WRITTEN PROBLEM: Can you quote the records below in full, word for word?

DATASET ROWS:
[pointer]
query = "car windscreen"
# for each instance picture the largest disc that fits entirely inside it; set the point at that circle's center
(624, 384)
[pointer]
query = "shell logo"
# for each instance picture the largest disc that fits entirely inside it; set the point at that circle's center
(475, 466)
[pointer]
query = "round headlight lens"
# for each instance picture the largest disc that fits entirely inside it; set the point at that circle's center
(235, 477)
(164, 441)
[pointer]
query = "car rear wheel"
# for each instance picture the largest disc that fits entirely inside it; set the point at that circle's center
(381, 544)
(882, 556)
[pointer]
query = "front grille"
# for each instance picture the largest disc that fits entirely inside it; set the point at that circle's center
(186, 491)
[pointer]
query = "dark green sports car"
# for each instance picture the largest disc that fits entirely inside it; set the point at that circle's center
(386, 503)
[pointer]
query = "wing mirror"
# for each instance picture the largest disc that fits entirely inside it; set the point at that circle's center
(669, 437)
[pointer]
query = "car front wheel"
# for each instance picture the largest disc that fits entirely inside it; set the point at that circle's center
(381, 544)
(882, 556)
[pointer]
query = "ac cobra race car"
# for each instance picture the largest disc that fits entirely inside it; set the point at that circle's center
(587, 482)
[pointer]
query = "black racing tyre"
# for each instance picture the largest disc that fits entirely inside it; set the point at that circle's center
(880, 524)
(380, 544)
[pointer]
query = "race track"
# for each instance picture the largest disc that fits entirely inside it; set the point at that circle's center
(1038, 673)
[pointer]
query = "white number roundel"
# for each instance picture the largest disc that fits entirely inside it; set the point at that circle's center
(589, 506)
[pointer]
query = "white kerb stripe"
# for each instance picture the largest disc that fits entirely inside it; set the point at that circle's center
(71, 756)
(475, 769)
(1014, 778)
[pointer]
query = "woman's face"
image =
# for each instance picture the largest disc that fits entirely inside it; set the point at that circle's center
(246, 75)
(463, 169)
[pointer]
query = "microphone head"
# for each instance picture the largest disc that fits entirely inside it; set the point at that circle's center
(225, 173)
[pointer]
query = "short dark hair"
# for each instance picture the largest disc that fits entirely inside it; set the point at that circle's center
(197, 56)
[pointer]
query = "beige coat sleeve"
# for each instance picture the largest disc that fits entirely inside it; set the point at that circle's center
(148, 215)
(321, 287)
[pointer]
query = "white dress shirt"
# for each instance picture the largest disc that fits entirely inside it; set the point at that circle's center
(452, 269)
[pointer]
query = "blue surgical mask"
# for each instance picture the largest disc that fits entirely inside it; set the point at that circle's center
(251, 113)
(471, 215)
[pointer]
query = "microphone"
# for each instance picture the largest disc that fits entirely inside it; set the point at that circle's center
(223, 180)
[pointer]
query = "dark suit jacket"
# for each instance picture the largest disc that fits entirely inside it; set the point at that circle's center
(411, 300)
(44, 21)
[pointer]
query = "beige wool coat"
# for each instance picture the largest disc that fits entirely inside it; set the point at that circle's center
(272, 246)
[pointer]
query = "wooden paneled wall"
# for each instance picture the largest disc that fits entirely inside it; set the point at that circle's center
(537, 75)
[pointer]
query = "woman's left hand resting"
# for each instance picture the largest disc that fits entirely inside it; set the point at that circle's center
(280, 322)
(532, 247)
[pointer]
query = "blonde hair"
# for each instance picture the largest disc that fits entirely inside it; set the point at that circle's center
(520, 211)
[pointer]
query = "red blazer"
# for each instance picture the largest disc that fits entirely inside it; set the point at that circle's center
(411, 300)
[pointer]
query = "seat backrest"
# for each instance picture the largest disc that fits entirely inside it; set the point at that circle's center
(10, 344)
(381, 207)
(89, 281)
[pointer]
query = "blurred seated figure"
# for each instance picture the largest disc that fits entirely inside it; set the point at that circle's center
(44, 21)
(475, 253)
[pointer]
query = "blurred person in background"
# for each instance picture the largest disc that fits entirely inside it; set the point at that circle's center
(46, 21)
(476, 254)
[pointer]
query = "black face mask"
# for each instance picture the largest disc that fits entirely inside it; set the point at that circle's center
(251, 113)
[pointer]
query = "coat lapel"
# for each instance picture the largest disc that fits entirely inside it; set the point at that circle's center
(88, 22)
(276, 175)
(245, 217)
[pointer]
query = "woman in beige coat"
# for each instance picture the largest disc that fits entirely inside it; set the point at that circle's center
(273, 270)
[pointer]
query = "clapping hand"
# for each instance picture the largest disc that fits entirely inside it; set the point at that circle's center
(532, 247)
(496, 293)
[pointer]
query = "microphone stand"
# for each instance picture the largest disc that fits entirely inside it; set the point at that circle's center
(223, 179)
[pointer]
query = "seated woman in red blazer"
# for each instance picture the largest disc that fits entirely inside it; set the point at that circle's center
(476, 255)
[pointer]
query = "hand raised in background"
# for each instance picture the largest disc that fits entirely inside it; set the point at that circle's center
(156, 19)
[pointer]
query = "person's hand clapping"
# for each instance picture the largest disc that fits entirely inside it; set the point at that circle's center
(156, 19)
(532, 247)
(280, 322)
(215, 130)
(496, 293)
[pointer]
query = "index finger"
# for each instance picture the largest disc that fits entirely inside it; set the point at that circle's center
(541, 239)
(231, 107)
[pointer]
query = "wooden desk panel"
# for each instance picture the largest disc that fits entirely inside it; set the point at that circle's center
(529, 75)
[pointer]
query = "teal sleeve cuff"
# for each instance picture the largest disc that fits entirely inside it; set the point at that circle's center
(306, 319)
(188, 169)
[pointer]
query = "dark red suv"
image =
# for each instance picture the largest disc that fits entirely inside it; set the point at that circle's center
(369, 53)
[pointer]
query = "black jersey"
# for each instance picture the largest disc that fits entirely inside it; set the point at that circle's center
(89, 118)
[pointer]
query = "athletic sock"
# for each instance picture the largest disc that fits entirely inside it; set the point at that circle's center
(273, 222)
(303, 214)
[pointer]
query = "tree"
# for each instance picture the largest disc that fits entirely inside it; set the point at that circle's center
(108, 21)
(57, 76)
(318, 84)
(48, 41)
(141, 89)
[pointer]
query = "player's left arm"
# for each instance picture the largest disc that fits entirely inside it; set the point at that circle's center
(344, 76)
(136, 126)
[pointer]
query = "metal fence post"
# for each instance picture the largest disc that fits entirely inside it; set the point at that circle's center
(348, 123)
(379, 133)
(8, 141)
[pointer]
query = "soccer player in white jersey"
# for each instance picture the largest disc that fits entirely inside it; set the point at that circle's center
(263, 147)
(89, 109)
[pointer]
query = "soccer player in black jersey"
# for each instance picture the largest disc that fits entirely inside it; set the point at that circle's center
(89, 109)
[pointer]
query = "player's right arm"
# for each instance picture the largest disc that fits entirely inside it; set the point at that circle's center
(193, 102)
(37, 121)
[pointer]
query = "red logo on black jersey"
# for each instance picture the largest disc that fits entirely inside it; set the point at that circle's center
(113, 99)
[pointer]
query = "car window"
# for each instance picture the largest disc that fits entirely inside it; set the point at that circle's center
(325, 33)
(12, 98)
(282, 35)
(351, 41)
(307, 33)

TASK ANSWER:
[pointer]
query = "car windscreen"
# for each instance picture the largest disc that fits entirely inside it; set the point at that circle's center
(624, 384)
[pointer]
query = "shell logo"
# for each instance picture the largest disc that fits entirely inside it; set the point at that circle's center
(475, 466)
[pointer]
query = "round headlight lens"
# for each instance picture the largest disc that fits entirely inside it; set the point at that circle's center
(235, 477)
(164, 441)
[pointer]
query = "car rear wheel"
# for each instance picture the largest disc that fits entirely inside it; set the point at that circle's center
(381, 544)
(882, 556)
[pointer]
query = "front grille"
# for each instance picture the largest disc that fits entirely inside it; set the point at that circle's center
(186, 491)
[pointer]
query = "dark green sports car"
# for each instance picture the largest disc that fits entirely inside it; set the point at that circle's center
(386, 503)
[pointer]
query = "wing mirror"
# for each instance picture the largest disc that fits entirely inside it; set the point at that circle's center
(669, 437)
[pointer]
query = "car front wheel"
# for each instance picture the largest disc that fits entirely inside it; set the point at that circle's center
(381, 544)
(882, 556)
[pointer]
query = "ac cobra race car"
# for each instance picture the largest disc that fits entirely inside it; set the point at that circle's center
(587, 482)
[pointer]
query = "black racing tyre"
# for each instance picture the largest disc that fits entirely inside it; set the point at that circle's center
(880, 524)
(380, 544)
[pointer]
query = "race track"
# for each instance picture the largest disc that fits entirely inside it; set the point at that circle's center
(1038, 673)
[pointer]
query = "white number roundel"
# for each instance picture the largest disc that fits entirely inside it; set the point at that circle's center
(589, 506)
[pointer]
query = "white kerb stripe"
# for each instance picture the largest disc that fits entirely inside it; set the point at that circle's center
(71, 756)
(475, 769)
(1014, 778)
[pointer]
query = "woman's face"
image =
# for each instance picture the largest disc that fits entirely inside it; set the point at that circle's center
(246, 75)
(463, 169)
[pointer]
query = "microphone head"
# for each instance picture the largest disc that fits entirely inside it; set the point at that circle's center
(225, 173)
[pointer]
query = "short dark hair"
# for each instance picture the largest disc that fits entirely inside it; set the point at that circle's center
(197, 56)
[pointer]
query = "beige coat sleeve"
# for each instance picture the largest disc that fits entirely inside it; set the point at that circle's center
(148, 215)
(321, 287)
[pointer]
query = "white dress shirt"
# for each instance picture the largest disc that fits entirely inside it; set the point at that circle's center
(452, 269)
[pointer]
query = "blue surgical mask"
# for each instance picture the largest disc that fits entirely inside it; set the point at that circle's center
(251, 113)
(471, 215)
[pointer]
query = "microphone"
# for each instance picture the largest disc that fits entirely inside it; set the point at that circle's center
(223, 180)
[pointer]
query = "dark suit jacket"
# for each instance picture the largest disc that fits entirely inside it; set the point at that circle's center
(411, 300)
(44, 21)
[pointer]
query = "beige wool coat"
# for each instance picture the largest disc that fits entirely inside it; set the point at that circle's center
(272, 246)
[pointer]
query = "wooden paneled wall"
# for each instance picture the largest disc that fits entirely inside it; set the point at that circle's center
(537, 75)
[pointer]
query = "woman's left hand resting"
# for each instance picture the largest disc that fits entirely inside it; set the point at that circle's center
(280, 322)
(532, 247)
[pointer]
query = "blonde hair"
# for each instance picture the largest disc that fits entirely inside it; set the point at that circle's center
(520, 211)
[pointer]
query = "red blazer"
# for each instance picture the largest disc that fits entirely inside it; set the point at that circle's center
(411, 300)
[pointer]
query = "seat backrest"
# for each instance picture the largest disc that fits entirely inside it; set the point at that circle's center
(10, 344)
(381, 207)
(89, 281)
[pointer]
query = "blurred seated figure"
# for each instance picture the largest disc that fits entirely inside it; set the point at that circle's center
(44, 21)
(475, 253)
[pointer]
query = "blurred person in background"
# for each instance picture the largest disc that fits entirely inside it; set the point at that circle's center
(46, 21)
(476, 254)
[pointer]
query = "black face mask"
# for each instance picture the largest disc that fits entirely inside it; set the point at that circle's center
(251, 113)
[pointer]
query = "coat lapel"
# for each instance picture the largest disc that fits entirely inside it; set the point at that circle's center
(88, 22)
(276, 175)
(245, 217)
[pointer]
query = "woman in beige coat"
# for each instance picture the largest disc that fits entirely inside it; set the point at that circle's center
(273, 270)
[pointer]
query = "clapping hand"
# for each instance picture the largest disc that fits entirely inside it; set the point at that circle's center
(532, 247)
(496, 293)
[pointer]
query = "microphone stand"
# for each instance picture the largest disc that fits entirely inside it; set the point at that circle's center
(223, 179)
[pointer]
query = "seated woman in red blazer"
# for each instance picture the largest disc that fits entirely inside it; set the point at that circle's center
(476, 255)
[pointer]
query = "hand raised in background"
# for each instance picture the largest disc that fits entirely inside it; set the point at that circle's center
(156, 19)
[pointer]
query = "person's hand clapping"
# for each instance picture the largest disc that fits entirely inside it; set the point at that circle's center
(156, 19)
(532, 247)
(280, 322)
(215, 130)
(496, 293)
[pointer]
query = "index finger"
# for each instance picture the largest disc that fits entirely inside it; set the point at that circle's center
(541, 239)
(231, 107)
[pointer]
query = "wooden desk panel"
# for each instance picture the largest disc that fits entirely inside it; set the point at that circle's center
(529, 75)
[pointer]
query = "teal sleeve cuff"
# for each instance picture the largest disc that fits entirely inside it; set the point at that circle's center
(306, 319)
(188, 169)
[pointer]
query = "dark red suv"
image =
# for each instance picture the largest disc that fits entirely inside it; set the point at that circle's center
(369, 53)
[pointer]
query = "black jersey"
# for each instance picture the largest disc that fits entirely inside it; set the point at that circle's center
(89, 118)
[pointer]
query = "athletic sock"
# for each instance picture the largest disc that fits entirely inside it; set the point at that circle's center
(273, 222)
(303, 214)
[pointer]
query = "tree"
# for each instance picture the largest disc that fits entirely inside it; set the point at that circle's center
(108, 21)
(57, 76)
(318, 84)
(48, 41)
(141, 89)
[pointer]
query = "player's left arm"
# for each instance picture the largest disc that fits entirely inside it; set the point at that circle's center
(344, 76)
(136, 126)
[pointer]
query = "metal fence post"
# for each instance picture the largest disc that fits entirely inside it; set the point at that circle's center
(348, 123)
(379, 133)
(8, 141)
[pointer]
query = "soccer player in white jersey"
# for each instance picture the largest disc that fits entirely inside it; set the point at that circle's center
(263, 147)
(89, 109)
[pointer]
query = "soccer player in black jersey"
# for each instance picture the largest disc that fits entirely inside it; set the point at that circle's center
(89, 109)
[pointer]
query = "player's right arm"
# for each instance picture the largest disc that fits entirely inside it; set the point at that circle's center
(193, 102)
(37, 121)
[pointer]
query = "red logo on black jersey"
# for each instance picture the largest disc that fits entirely inside it; set the point at that circle's center
(113, 99)
[pointer]
query = "car window"
# for each instance picture the largest disc that fits entirely inside it; set the point at that circle's center
(325, 33)
(12, 98)
(282, 35)
(351, 41)
(307, 33)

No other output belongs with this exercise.